● **YOUR TASKS**:
**A.** Please repeat word for word the passage of the post on ordinal and cardinal numbers that begins at the words "Are ordinals just" and stops after the words "other concepts. Thanks.".
**B.** Reproduce word for word the lines of the listing that begin at the line that has "Reviewer check: make sure each instance of the beige" and stop after the final line of the listing.

● **EXCERPT TO READ**:
====

The index (position) to an element in a set or sequence.

Are ordinals just indices to some table or sequence? For example lets consider the sequence $A = {2,4,7,14,25,3,1,6,3}$. If I say that I want the third ordinal of that sequence is the result then = $14$ ? Since we $a_4 = 14$ ?

Cardinal number

Is a natural number $\mathbb{N}$ that measure the size of sets (that is not well-ordered?). So If I say that the cardinal of the set $A$ is $9$, it means that there are $9$ elements of the set $A$ above?

Im just wondering if I got these definitions right. I just want a general simple explanation without many other concepts. Thanks.

====

[Point labeling examples]
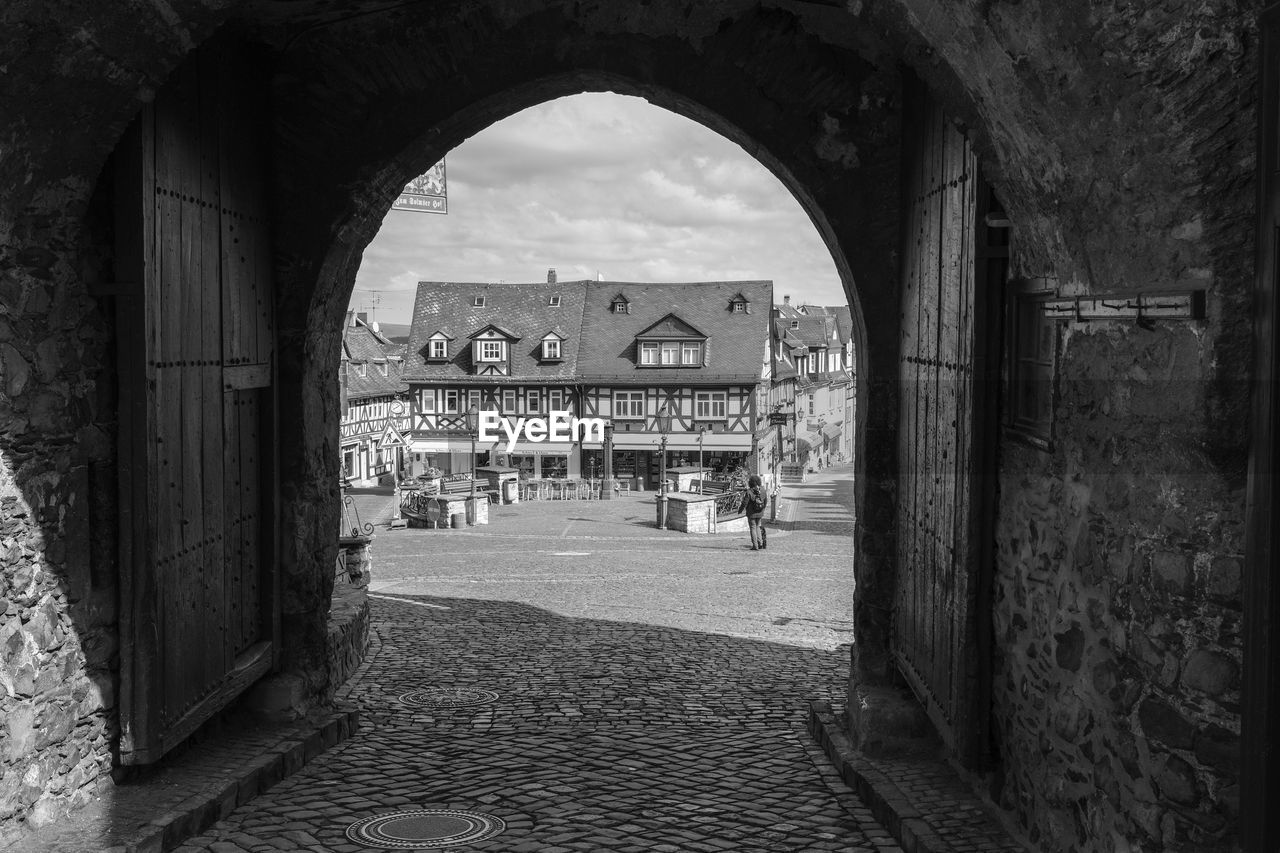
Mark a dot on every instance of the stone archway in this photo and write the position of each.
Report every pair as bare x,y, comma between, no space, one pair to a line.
1120,142
840,160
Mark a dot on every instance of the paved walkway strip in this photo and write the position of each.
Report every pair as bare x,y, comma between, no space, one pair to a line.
604,737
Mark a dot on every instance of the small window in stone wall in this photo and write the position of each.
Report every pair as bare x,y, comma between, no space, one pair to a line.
1031,363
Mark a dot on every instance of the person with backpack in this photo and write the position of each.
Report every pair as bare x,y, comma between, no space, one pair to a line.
757,502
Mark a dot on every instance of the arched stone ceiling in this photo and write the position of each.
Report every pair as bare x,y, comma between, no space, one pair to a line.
1120,135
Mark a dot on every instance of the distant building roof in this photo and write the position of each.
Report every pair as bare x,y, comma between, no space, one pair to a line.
736,341
524,311
371,363
598,342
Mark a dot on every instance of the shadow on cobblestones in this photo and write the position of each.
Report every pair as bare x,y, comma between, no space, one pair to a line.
606,735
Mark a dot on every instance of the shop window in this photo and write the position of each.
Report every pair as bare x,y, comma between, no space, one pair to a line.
554,465
629,404
1032,357
711,405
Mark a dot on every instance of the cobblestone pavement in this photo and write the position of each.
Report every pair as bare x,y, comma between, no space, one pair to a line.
652,692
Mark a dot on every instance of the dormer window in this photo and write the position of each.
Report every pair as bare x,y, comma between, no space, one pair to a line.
671,343
490,351
552,347
438,346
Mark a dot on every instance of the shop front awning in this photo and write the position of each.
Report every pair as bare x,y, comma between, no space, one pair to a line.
713,442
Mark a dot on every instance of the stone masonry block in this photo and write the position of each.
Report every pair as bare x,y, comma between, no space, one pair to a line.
1210,671
1171,571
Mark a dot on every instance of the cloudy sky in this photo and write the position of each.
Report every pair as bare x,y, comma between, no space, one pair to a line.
603,185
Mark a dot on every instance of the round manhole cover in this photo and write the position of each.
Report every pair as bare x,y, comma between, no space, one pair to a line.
424,829
448,697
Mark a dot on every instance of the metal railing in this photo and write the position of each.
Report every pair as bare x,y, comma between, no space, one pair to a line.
351,523
730,505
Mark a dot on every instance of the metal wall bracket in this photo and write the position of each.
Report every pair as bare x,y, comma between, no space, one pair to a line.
1165,305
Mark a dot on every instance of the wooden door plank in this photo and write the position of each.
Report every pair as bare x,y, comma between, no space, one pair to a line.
1260,719
218,657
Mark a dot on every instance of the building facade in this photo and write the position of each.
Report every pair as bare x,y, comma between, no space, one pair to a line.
813,382
621,352
375,405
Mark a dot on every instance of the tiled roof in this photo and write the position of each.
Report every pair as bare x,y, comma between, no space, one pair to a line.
599,343
366,350
736,342
520,310
844,322
808,332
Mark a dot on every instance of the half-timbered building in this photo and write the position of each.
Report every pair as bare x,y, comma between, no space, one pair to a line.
511,349
700,350
608,350
375,409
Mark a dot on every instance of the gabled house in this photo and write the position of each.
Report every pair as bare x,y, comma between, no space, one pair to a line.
508,349
816,370
617,351
373,398
700,350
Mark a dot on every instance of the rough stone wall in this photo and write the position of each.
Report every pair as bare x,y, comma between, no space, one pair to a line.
348,614
1118,603
58,637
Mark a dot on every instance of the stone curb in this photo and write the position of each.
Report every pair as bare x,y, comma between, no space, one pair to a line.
214,802
887,802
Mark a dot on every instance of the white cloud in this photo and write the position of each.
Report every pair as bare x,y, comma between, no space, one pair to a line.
600,182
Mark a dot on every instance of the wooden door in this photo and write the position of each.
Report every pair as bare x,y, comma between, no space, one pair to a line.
1260,716
936,624
197,425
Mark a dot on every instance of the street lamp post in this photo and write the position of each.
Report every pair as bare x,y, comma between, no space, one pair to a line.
662,420
607,478
702,471
472,425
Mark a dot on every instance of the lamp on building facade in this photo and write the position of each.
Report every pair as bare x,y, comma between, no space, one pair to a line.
662,423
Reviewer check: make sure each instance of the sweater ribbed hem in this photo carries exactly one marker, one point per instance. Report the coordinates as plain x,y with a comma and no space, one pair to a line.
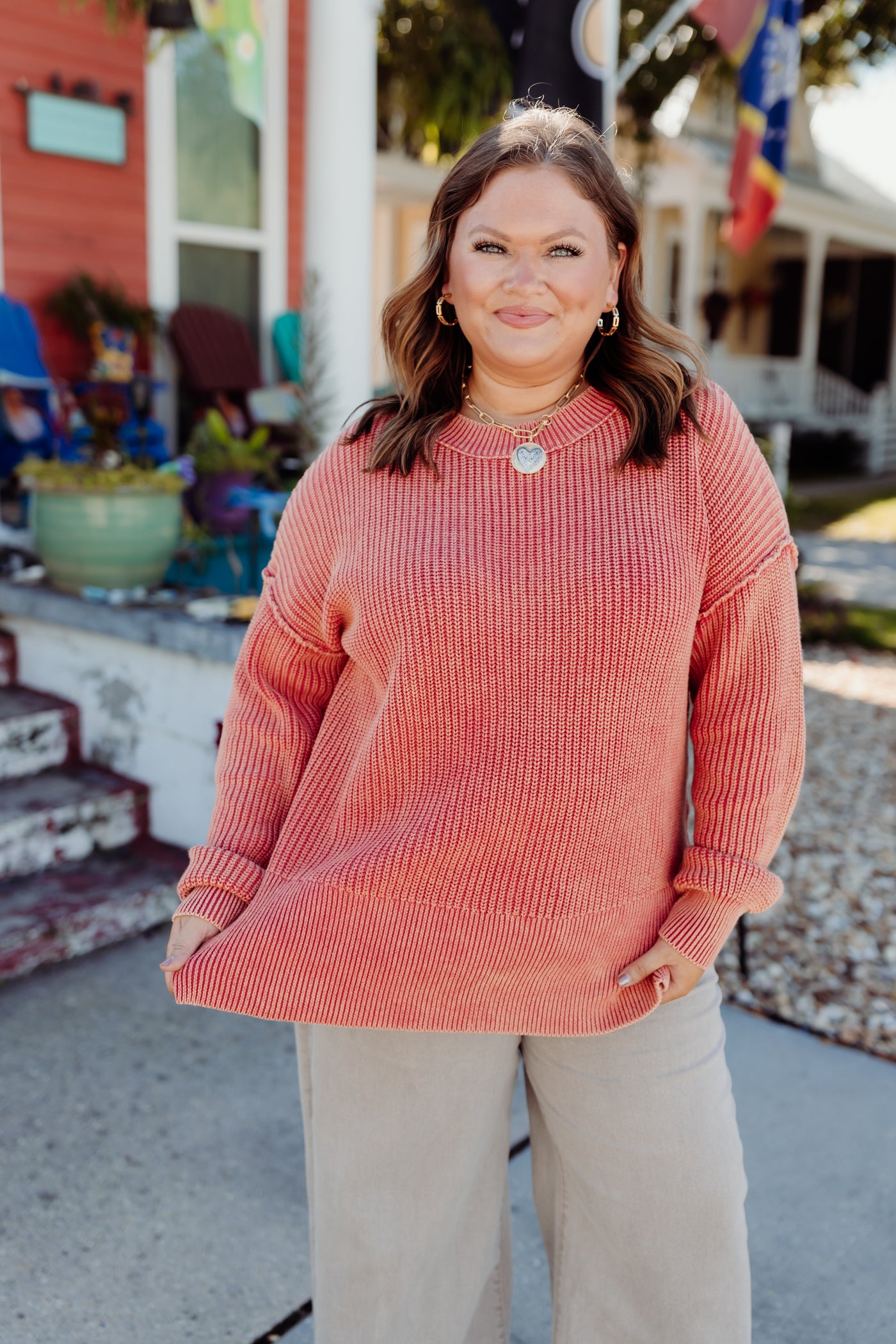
343,959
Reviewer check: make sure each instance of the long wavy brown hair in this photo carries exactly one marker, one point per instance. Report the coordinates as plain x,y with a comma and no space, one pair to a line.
636,367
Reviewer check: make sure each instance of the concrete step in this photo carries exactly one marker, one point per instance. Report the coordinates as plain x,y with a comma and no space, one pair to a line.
36,732
63,815
77,908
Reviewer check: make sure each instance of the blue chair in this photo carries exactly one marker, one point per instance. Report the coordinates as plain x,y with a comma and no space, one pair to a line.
28,428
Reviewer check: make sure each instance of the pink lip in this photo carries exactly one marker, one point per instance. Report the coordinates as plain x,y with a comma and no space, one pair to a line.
523,315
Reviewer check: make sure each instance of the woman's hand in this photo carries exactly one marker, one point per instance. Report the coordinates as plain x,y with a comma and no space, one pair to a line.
187,934
684,972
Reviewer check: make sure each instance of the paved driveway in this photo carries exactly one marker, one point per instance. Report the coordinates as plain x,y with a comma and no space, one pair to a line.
152,1187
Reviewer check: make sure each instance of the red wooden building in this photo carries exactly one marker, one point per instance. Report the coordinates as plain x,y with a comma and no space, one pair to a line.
203,204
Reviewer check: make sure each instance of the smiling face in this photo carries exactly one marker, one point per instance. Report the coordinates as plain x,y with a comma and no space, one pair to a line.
530,272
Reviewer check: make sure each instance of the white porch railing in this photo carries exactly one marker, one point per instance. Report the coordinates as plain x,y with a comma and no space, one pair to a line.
767,387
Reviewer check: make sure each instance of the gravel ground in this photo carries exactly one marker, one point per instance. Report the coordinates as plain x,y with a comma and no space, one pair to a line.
825,955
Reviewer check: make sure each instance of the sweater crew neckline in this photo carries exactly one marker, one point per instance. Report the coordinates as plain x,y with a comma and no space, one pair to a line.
586,413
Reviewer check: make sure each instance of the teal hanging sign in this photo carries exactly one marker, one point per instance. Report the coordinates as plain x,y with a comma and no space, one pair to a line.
76,129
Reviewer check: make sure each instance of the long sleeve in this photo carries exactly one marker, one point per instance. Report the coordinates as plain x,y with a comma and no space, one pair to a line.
284,678
746,679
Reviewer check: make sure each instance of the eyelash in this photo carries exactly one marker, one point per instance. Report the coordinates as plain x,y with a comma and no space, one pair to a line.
486,245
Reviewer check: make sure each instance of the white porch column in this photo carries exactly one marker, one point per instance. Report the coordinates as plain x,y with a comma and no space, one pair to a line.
3,275
694,234
816,257
340,187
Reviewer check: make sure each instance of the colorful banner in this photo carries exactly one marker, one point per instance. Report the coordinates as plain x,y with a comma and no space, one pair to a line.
238,28
769,81
737,23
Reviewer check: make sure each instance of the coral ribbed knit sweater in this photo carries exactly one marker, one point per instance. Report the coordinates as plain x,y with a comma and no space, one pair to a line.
452,774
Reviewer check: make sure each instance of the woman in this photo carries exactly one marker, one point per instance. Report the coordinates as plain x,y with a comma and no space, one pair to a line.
452,781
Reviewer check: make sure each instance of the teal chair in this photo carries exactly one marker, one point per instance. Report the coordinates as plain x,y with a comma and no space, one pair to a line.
287,335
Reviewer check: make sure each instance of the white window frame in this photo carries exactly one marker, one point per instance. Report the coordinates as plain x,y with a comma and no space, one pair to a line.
166,232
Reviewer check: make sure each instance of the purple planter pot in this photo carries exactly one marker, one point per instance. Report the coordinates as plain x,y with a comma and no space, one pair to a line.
207,502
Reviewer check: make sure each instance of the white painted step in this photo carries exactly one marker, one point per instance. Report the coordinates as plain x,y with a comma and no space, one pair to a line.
38,732
63,815
77,908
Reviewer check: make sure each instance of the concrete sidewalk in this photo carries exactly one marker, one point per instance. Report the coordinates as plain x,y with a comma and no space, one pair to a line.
854,572
152,1185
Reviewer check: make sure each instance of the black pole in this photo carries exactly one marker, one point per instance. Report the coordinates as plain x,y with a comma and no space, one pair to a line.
539,36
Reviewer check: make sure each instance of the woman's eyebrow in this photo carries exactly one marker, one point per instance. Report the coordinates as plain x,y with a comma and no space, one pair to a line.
496,233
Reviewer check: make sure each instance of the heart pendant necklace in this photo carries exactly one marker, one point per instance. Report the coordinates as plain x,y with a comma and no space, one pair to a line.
527,458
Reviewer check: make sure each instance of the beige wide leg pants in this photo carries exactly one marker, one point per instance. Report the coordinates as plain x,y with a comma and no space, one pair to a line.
639,1181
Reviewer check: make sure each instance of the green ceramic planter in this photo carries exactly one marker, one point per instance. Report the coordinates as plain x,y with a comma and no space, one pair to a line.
106,540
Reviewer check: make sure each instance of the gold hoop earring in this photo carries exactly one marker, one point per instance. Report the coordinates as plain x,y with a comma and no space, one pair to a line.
616,323
438,312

====

● **TASK-BY-TASK OUTPUTS**:
**A.**
Are ordinals just indices to some table or sequence? For example lets consider the sequence $A = {2,4,7,14,25,3,1,6,3}$. If I say that I want the third ordinal of that sequence is the result then = $14$ ? Since we $a_4 = 14$ ?

Cardinal number

Is a natural number $\mathbb{N}$ that measure the size of sets (that is not well-ordered?). So If I say that the cardinal of the set $A$ is $9$, it means that there are $9$ elements of the set $A$ above?

Im just wondering if I got these definitions right. I just want a general simple explanation without many other concepts. Thanks.

**B.**
Reviewer check: make sure each instance of the beige wide leg pants in this photo carries exactly one marker, one point per instance. Report the coordinates as plain x,y with a comma and no space, one pair to a line.
639,1181
Reviewer check: make sure each instance of the green ceramic planter in this photo carries exactly one marker, one point per instance. Report the coordinates as plain x,y with a comma and no space, one pair to a line.
106,540
Reviewer check: make sure each instance of the gold hoop earring in this photo carries exactly one marker, one point per instance. Report the coordinates as plain x,y with a comma and no space, one pair to a line.
616,323
438,312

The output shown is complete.